• _TEXT_:
South Carolina About to
Nullify Obamacare
by Dave Jolly
Would you believe
that there is one state out of fifty that has the fortitude to exercise their
Tenth Amendment rights?
South Carolina Republicans are on the verge of passing a
bill that would completely nullify every aspect of the Affordable Care Act in
their state. Known as H3101,
the bills purpose states:
“A bill to amend the Code of Laws
of South Carolina, 1976, so as to enact the ‘South Carolina Freedom of Health
Care Protection Act’ by adding Article 21 to Chapter 71, Title 38 so as to
render null and void certain unconstitutional laws enacted by the Congress of
the United States taking control over the health insurance industry and
mandating that individuals purchase health insurance under threat of penalty;
to prohibit certain individuals from enforcing or attempting to enforce such
unconstitutional laws; and to establish criminal penalties and civil liability
for violating this article.”
In effect, H3101 prohibits any and all agents, officials or employees
of the state of South Carolina from implementing any provision that is part of
Obamacare. It also allows for the issuing of a state tax
deduction equal to the tax penalty enacted by the IRS and makes the state
exchanges illegal. They are also considering two additional
provisions that would make the Medicare expansion illegal and the suspension of
state insurance licenses of any insurer that received federal subsidies through
Obamacare.
The bill passed the South Carolina House in April by a 65-34
vote. The bill has now gone to the Republican controlled Senate with a
special-order priority. They are expected to easily pass the bill,
sending it to the desk of South Carolina’s Republican Governor Nikki Haley.
From everything I’ve heard, Haley will most likely sign the bill into law as
soon as possible, making South Carolina to take such drastic action to stop the
implementation and enforcement of Obamacare in their state. State Sen. Tom
Davis (R-Beaufort) commented:
“It will essentially have five
components to it, all of which in my judgment are legal, effective, and within
the state’s power to do.”
Defending the bill, Davis said that it is based upon the
anti-commandeering doctrine that was established in case law that stated that
the federal government cannot force a state to enforce federal laws. He
explained:
“What the Supreme Court said in
Printz v. United States is that states are not merely political subdivisions of
the federal government to carry out what the federal government does; they are sovereign entities. Congress can
pass laws, but it cannot compel the states to utilize either their treasury or
personnel to implement those federal laws.”
It’s about time a state does the right thing in standing up to the
federal government and exercising their Tenth Amendment rights to state
sovereignty. Our Founding Fathers knew the dangers of a growing federal
government and purposely wrote the Tenth Amendment to protect the states’
rights to sovereignly govern themselves, free of federal hindrance.

• _TRY IT_: Could you rewrite everything in the South Carolina article from "In effect, H3101" down to "Governor Nikki Haley.", renaming "Obamacare" as "the Affordable Care Act" each time it occurs?

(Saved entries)
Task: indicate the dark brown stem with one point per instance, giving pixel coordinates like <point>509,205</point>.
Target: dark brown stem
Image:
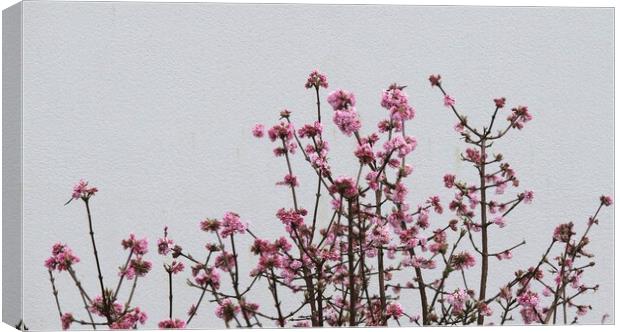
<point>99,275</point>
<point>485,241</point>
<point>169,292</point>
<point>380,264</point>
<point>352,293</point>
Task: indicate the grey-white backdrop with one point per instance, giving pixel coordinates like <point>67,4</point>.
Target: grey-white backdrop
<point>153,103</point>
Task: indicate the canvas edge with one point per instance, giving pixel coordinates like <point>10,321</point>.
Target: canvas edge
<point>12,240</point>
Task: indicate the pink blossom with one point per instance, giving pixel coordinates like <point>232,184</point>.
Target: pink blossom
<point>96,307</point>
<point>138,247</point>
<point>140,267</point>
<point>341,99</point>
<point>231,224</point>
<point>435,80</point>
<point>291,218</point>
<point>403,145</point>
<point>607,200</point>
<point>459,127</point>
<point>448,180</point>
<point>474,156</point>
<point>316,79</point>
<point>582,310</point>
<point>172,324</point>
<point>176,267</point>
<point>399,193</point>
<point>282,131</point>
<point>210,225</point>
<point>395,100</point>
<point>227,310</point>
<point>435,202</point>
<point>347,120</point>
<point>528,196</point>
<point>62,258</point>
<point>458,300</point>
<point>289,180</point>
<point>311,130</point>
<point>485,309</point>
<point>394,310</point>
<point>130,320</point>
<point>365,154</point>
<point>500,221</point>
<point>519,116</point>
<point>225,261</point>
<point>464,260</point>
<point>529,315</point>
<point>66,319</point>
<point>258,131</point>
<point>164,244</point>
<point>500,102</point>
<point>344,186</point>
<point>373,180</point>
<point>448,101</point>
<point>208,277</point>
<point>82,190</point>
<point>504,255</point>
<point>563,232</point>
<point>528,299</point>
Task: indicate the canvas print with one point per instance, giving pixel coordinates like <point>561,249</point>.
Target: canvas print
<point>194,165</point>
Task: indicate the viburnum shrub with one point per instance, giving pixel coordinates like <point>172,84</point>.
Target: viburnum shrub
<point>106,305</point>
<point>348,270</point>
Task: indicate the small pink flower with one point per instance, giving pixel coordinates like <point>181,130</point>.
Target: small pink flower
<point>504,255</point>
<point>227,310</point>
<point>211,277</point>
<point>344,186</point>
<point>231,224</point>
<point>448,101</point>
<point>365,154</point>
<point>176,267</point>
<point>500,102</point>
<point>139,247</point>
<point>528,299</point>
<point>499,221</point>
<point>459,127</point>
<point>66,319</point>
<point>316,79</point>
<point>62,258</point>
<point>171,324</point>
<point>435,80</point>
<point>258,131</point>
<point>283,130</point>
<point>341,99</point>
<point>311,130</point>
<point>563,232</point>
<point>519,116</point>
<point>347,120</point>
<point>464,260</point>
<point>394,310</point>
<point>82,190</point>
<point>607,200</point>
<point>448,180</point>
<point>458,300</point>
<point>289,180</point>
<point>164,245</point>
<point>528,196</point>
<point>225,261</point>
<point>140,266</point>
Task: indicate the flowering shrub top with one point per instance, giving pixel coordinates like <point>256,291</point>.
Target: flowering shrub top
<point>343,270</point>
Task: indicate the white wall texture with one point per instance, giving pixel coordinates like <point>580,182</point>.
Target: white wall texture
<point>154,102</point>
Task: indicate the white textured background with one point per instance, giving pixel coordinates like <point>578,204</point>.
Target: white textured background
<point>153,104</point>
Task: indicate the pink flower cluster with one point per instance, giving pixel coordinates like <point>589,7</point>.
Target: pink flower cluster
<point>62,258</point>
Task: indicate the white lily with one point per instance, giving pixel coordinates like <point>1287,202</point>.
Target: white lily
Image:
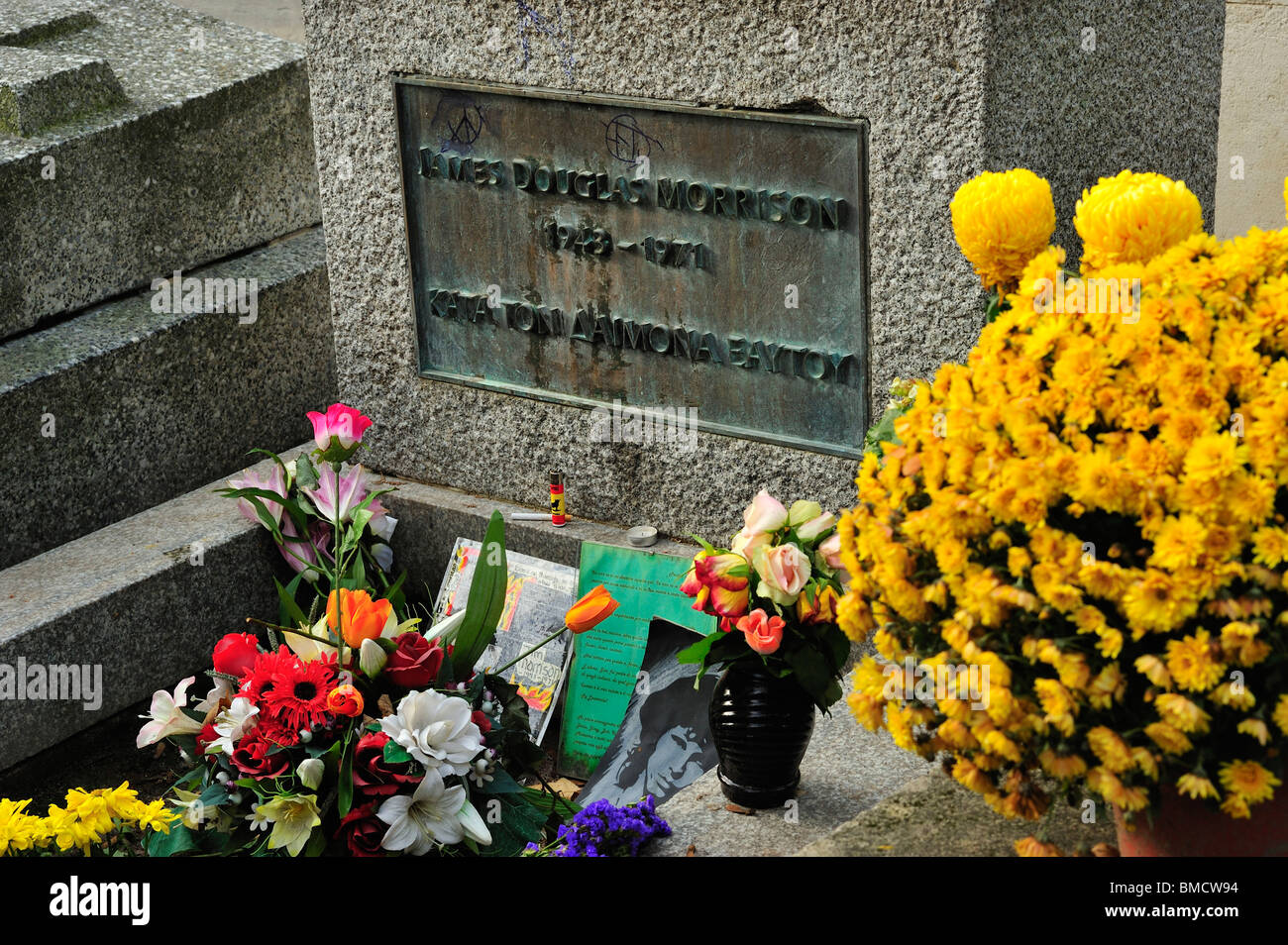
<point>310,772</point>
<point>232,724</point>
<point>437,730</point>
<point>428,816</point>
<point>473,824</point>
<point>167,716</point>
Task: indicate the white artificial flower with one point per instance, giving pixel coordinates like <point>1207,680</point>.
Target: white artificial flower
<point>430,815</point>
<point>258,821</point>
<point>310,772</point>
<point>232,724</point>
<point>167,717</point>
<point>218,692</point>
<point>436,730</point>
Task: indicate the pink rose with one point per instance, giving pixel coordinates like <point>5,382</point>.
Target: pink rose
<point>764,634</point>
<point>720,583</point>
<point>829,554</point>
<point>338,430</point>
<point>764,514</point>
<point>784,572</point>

* * *

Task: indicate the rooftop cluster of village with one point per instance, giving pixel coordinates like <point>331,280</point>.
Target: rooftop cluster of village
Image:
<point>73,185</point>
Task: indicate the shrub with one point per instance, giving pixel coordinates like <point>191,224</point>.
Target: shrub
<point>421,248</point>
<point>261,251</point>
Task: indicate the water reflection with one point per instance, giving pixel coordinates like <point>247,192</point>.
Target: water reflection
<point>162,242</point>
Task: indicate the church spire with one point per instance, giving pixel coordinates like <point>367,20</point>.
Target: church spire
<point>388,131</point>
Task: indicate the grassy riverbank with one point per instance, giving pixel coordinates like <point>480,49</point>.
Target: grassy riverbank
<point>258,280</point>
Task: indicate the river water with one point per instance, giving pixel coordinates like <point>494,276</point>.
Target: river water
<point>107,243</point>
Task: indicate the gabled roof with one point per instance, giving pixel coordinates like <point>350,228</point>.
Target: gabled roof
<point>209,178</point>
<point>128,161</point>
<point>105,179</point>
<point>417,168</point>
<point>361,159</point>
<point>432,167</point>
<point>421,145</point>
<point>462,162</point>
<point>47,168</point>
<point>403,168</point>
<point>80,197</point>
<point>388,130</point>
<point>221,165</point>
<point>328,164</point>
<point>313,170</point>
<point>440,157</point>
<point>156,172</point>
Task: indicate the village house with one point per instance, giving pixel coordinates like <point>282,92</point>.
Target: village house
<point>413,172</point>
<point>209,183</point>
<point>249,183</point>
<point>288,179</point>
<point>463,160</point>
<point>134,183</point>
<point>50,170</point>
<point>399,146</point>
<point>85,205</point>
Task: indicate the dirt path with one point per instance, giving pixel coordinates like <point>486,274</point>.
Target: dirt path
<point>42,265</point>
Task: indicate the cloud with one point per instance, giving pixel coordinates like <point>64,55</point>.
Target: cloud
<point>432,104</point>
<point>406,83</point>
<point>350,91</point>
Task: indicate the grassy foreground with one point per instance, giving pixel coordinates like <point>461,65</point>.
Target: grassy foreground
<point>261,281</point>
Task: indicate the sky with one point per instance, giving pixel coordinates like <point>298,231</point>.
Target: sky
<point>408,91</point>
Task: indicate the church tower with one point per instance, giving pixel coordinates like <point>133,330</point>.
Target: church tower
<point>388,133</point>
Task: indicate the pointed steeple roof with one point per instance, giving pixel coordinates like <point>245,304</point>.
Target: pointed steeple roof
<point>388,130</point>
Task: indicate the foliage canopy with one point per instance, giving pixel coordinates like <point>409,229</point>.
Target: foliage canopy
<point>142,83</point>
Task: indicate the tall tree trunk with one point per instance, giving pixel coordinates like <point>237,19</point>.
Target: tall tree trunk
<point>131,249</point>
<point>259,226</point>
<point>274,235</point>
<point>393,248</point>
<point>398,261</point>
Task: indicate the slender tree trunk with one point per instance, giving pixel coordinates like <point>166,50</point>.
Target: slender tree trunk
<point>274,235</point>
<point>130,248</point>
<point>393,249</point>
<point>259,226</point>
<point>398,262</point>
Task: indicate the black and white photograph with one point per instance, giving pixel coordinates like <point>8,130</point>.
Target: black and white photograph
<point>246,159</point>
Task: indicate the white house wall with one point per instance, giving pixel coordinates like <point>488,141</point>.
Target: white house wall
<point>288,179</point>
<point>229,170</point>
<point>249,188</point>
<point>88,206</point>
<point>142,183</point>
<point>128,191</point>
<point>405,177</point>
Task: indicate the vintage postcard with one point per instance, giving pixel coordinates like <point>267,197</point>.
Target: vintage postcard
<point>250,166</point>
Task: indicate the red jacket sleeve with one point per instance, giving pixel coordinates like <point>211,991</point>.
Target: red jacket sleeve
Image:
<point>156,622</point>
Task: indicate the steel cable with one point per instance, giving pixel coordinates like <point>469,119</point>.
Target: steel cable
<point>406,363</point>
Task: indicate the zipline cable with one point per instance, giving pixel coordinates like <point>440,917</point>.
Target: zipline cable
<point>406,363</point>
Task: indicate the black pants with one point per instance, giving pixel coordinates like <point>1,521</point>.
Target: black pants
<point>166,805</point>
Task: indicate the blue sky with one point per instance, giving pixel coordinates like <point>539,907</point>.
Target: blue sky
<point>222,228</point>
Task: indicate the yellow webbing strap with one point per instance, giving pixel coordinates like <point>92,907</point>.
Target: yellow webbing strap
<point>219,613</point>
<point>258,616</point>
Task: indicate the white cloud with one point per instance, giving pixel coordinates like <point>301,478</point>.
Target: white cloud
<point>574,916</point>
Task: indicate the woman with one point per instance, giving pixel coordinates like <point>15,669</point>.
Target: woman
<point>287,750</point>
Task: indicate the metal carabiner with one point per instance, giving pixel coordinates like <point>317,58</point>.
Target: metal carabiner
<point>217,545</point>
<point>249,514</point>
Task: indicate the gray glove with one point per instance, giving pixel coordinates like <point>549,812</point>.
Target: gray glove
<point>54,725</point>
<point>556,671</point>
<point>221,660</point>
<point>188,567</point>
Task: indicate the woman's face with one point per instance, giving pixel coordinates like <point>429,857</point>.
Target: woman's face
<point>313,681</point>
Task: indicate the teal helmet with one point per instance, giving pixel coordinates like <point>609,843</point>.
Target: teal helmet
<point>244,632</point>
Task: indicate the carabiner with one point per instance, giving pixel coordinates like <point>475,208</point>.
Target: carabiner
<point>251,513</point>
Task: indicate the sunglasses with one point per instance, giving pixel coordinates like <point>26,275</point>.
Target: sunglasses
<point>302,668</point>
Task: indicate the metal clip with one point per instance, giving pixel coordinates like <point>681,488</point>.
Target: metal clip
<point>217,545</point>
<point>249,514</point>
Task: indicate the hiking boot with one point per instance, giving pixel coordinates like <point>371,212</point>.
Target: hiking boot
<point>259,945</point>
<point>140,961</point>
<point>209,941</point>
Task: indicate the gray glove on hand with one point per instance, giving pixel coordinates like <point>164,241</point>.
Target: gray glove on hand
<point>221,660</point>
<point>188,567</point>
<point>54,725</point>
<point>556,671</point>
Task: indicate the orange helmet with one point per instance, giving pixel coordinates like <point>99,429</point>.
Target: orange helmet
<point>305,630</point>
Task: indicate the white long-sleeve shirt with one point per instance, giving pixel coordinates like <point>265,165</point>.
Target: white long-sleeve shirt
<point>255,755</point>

...

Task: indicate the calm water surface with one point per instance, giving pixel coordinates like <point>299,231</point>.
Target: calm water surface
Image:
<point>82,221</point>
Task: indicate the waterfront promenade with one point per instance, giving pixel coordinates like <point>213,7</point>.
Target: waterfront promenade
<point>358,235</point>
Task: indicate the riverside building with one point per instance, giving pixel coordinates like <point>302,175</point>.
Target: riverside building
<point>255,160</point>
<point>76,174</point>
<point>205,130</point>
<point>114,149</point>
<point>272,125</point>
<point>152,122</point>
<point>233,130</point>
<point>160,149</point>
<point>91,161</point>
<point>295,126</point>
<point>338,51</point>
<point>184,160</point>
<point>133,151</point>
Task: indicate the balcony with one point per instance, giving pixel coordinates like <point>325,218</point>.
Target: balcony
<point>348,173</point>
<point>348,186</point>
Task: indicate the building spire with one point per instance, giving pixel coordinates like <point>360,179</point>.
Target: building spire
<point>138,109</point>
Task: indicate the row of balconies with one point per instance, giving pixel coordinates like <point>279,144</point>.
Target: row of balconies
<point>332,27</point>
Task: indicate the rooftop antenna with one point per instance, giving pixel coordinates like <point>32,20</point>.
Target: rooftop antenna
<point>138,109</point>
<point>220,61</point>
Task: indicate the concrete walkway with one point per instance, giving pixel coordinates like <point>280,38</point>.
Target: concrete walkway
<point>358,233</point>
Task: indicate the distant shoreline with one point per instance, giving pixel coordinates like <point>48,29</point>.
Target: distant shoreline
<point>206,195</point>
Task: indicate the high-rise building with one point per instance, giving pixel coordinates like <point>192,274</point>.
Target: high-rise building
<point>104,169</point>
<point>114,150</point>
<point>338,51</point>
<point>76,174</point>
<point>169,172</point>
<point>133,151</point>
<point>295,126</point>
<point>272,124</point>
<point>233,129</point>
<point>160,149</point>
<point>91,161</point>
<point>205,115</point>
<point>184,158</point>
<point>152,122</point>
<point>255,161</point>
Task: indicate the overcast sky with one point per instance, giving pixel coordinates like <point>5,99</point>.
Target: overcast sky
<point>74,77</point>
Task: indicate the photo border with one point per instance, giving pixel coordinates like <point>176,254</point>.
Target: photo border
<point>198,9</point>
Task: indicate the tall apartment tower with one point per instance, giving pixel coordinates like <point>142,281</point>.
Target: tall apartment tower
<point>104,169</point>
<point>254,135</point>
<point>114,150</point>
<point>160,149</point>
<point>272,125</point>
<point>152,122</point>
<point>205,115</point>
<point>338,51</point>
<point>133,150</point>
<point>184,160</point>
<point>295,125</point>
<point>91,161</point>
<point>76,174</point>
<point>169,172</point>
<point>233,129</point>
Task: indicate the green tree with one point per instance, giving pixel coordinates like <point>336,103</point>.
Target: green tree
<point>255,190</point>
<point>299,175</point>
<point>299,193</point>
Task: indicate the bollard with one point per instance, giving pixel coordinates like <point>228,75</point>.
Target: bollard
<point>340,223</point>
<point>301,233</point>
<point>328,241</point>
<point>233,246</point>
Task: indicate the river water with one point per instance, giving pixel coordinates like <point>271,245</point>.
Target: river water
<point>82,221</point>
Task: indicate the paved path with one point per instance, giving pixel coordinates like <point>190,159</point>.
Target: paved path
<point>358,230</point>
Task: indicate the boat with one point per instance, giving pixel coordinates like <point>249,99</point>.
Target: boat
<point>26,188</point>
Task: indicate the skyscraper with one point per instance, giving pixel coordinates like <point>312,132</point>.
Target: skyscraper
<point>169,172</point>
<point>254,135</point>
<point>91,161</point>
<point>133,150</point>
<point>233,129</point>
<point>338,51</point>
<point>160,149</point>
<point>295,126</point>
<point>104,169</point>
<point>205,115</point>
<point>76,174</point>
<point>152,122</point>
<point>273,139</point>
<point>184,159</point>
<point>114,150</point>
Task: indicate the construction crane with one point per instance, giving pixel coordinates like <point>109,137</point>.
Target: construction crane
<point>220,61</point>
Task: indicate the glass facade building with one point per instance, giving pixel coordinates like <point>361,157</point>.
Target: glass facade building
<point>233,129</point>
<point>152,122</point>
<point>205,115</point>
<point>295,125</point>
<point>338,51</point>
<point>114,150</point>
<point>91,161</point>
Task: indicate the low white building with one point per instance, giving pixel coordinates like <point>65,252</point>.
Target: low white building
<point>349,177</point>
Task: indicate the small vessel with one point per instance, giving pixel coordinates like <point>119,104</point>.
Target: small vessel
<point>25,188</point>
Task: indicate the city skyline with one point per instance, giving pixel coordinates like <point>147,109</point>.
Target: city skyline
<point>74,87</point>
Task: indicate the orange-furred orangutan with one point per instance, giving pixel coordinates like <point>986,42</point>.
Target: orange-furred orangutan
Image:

• _SOLUTION FOR THIS PROBLEM_:
In effect, H3101 prohibits any and all agents, officials or employees
of the state of South Carolina from implementing any provision that is part of
the Affordable Care Act. It also allows for the issuing of a state tax
deduction equal to the tax penalty enacted by the IRS and makes the state
exchanges illegal. They are also considering two additional
provisions that would make the Medicare expansion illegal and the suspension of
state insurance licenses of any insurer that received federal subsidies through
the Affordable Care Act.
The bill passed the South Carolina House in April by a 65-34
vote. The bill has now gone to the Republican controlled Senate with a
special-order priority. They are expected to easily pass the bill,
sending it to the desk of South Carolina’s Republican Governor Nikki Haley.